» **TASK REQUIREMENTS**:
Reproduce verbatim every line from the start of the rows up to and including the line that contains "box: [254, 76, 306, 140]".

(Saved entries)
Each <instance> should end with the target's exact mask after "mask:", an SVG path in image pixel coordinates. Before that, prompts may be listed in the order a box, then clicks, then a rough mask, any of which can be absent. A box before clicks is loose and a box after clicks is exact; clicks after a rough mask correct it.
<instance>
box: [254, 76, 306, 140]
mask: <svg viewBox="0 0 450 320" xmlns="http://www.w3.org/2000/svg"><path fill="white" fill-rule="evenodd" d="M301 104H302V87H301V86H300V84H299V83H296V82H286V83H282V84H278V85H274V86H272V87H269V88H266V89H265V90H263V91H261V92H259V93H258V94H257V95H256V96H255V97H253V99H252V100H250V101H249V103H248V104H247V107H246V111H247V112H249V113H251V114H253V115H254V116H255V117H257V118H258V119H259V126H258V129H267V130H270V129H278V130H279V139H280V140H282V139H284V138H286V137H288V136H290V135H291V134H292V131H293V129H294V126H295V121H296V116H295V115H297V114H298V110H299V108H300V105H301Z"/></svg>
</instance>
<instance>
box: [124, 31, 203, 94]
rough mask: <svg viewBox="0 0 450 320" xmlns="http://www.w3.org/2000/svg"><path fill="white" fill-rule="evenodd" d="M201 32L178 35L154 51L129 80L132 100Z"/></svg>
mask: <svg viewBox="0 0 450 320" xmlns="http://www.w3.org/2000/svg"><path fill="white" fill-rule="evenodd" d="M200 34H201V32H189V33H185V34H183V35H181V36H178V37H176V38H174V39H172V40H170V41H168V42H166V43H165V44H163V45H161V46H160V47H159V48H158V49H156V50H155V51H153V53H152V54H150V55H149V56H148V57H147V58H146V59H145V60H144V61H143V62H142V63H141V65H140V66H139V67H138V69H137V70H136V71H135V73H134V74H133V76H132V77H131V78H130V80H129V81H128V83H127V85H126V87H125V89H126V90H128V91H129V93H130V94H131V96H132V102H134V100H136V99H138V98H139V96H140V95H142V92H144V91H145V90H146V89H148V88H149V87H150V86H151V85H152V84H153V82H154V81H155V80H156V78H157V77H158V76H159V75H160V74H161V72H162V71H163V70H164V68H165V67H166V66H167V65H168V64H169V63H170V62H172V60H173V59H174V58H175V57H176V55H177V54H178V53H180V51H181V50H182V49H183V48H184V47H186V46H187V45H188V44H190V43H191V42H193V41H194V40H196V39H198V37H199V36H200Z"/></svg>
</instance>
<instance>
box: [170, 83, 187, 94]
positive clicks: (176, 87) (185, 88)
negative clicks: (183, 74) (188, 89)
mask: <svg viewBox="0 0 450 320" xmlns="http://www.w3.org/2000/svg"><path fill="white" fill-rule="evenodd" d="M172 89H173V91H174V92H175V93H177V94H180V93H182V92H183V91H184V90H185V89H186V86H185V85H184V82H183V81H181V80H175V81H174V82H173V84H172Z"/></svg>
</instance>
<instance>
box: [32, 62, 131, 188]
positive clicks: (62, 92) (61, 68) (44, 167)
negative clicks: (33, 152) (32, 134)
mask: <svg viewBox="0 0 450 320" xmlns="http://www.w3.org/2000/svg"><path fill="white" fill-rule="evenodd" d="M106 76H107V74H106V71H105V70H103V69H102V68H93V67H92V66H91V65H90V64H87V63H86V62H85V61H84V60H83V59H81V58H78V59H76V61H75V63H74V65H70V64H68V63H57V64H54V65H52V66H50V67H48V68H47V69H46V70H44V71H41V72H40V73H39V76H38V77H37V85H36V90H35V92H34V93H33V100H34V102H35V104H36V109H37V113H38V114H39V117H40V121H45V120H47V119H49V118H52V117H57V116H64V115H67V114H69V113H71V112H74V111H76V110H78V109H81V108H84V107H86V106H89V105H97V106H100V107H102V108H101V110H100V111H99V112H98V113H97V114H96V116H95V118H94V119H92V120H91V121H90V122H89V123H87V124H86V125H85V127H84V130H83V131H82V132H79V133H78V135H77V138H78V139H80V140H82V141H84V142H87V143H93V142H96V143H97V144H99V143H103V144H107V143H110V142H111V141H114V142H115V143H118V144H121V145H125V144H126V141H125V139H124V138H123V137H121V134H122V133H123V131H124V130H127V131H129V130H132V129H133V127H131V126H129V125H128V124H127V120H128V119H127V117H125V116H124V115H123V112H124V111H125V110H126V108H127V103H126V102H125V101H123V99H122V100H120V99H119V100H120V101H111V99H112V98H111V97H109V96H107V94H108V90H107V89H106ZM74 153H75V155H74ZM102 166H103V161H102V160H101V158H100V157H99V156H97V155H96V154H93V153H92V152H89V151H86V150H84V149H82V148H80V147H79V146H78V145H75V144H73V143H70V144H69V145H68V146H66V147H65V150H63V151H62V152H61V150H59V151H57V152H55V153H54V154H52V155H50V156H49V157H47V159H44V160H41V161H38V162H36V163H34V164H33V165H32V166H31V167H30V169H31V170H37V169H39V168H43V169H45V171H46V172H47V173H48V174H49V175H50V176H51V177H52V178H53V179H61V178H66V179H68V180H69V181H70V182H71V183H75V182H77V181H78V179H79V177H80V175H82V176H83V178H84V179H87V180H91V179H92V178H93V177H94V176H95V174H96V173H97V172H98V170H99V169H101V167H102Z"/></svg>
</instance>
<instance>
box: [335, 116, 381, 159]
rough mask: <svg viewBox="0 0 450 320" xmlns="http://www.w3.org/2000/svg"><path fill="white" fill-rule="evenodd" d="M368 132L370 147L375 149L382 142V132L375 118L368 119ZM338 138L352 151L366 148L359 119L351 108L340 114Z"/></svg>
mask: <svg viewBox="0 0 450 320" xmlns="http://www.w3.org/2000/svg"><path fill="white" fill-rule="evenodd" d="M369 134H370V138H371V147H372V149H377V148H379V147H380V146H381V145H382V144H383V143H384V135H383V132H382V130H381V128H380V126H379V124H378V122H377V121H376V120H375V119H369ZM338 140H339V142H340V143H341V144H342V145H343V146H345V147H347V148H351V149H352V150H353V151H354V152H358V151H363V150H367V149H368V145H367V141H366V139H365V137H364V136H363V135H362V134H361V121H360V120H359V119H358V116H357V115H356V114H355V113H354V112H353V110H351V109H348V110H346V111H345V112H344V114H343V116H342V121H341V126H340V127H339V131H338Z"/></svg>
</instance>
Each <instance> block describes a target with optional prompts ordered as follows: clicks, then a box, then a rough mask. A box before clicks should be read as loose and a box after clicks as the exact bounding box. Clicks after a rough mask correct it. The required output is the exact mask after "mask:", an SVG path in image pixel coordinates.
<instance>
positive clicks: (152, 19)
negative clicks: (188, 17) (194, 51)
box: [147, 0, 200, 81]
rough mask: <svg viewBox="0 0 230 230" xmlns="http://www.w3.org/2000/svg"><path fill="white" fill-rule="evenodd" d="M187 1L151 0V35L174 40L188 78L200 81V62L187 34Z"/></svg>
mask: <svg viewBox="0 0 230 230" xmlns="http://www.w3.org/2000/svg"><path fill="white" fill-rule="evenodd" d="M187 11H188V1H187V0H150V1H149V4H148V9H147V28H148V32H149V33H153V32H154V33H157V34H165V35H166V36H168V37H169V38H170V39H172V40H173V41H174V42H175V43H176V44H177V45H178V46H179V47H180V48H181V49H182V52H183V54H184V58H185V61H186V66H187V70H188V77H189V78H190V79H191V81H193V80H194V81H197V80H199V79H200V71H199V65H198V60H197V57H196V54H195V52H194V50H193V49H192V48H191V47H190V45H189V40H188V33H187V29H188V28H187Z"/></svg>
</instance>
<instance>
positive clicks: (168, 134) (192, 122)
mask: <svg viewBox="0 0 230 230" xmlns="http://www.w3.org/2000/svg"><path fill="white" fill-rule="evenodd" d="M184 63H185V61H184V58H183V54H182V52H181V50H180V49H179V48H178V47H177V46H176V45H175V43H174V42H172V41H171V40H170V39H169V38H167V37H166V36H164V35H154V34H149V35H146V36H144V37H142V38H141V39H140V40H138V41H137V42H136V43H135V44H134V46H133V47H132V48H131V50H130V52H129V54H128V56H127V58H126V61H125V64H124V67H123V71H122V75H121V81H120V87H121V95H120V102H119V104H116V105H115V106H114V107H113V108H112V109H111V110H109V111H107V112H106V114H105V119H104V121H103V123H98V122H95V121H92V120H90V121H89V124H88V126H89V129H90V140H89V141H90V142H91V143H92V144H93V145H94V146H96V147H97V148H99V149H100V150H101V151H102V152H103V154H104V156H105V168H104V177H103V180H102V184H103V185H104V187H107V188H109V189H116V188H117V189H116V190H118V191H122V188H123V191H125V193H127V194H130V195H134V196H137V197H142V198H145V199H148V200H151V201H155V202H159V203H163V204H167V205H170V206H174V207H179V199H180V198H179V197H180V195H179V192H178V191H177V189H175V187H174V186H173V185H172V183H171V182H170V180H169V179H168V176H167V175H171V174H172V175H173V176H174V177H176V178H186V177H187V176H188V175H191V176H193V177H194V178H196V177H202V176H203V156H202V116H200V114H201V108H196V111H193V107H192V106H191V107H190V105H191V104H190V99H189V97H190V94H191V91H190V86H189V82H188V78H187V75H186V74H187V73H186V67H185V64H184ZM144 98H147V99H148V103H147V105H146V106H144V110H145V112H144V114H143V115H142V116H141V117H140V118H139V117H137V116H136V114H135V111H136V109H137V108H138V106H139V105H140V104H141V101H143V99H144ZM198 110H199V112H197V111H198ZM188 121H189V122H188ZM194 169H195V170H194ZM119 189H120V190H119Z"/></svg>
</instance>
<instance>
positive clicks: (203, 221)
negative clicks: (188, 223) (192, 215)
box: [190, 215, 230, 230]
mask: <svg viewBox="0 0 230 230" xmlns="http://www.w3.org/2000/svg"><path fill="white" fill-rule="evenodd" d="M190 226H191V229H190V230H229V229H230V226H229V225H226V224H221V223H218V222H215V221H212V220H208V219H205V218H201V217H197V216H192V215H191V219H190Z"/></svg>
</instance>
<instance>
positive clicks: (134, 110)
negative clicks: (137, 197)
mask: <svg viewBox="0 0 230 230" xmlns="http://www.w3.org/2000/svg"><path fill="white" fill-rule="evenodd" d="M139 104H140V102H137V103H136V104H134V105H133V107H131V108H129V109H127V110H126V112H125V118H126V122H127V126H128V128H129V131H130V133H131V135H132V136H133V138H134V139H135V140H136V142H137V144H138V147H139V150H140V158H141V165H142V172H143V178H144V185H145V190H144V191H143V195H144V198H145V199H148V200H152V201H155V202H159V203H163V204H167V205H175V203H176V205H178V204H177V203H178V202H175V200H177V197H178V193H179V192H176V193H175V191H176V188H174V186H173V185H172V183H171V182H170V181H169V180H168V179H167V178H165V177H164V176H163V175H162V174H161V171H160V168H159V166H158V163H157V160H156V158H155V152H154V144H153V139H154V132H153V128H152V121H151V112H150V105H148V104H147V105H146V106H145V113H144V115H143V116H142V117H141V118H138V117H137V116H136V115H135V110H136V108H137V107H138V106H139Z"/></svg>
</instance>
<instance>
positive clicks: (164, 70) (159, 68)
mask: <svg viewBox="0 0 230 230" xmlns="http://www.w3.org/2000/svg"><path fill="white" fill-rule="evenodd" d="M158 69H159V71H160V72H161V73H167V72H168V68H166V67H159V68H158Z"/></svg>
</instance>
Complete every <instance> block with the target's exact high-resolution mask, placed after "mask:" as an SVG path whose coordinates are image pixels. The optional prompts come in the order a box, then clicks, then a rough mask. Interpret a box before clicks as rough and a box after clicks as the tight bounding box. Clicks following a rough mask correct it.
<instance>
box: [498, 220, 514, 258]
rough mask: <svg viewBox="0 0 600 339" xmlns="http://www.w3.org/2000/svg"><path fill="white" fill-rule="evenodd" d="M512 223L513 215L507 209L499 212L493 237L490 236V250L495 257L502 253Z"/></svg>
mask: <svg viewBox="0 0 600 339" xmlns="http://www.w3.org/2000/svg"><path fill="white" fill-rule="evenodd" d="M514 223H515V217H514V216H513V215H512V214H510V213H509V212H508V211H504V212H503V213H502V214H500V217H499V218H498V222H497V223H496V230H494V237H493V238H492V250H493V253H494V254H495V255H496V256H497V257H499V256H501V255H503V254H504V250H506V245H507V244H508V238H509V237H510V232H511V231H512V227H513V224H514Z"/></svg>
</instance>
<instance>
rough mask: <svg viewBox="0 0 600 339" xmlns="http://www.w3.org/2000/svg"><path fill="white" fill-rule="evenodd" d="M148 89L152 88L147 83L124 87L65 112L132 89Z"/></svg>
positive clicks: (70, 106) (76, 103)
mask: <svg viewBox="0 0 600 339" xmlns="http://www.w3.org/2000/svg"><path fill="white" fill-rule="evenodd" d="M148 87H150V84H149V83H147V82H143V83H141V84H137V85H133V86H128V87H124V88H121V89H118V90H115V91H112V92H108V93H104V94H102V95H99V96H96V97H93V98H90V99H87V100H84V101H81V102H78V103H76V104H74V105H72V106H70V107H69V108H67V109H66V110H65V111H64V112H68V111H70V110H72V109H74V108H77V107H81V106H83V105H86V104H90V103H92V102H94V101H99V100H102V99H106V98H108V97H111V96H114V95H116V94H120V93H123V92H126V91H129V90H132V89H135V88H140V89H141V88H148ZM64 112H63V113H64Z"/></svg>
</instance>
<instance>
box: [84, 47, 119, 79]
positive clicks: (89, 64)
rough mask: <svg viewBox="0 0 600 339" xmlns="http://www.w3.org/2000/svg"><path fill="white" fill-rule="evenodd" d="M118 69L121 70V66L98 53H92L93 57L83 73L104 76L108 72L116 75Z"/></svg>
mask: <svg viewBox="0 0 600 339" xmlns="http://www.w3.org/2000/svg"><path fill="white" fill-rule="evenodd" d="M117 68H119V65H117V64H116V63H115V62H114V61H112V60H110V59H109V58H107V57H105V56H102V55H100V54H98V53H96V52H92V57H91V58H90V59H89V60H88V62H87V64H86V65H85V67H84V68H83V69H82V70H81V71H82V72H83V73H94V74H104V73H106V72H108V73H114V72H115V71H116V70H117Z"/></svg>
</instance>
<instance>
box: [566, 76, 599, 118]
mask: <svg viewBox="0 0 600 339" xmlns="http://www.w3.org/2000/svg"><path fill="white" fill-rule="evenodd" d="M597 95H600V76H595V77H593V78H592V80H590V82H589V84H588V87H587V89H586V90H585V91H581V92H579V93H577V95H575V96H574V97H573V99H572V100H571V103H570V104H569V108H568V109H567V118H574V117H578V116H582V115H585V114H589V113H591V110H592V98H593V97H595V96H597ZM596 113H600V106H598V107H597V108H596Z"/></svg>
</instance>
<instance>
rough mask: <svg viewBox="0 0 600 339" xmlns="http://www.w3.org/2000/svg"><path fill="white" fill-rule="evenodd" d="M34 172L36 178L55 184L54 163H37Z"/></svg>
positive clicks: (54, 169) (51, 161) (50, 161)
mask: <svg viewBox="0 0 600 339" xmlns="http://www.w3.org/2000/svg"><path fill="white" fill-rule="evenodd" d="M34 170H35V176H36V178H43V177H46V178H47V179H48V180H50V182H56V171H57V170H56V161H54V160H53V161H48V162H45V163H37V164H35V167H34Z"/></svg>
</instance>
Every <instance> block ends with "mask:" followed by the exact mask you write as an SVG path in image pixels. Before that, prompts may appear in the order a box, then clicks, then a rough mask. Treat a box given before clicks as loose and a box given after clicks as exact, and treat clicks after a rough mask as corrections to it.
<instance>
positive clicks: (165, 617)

» **ANSWER FOR THIS EXERCISE**:
Each <instance> should end with the target's exact mask after "mask:", an SVG path in image pixel coordinates. Before that, prompts may be listed in the order a box, then clicks, then a rough mask, any of which can be absent. A box before clicks is loose and a box after clicks is exact; clicks after a rough mask correct it.
<instance>
box: [254, 76, 306, 140]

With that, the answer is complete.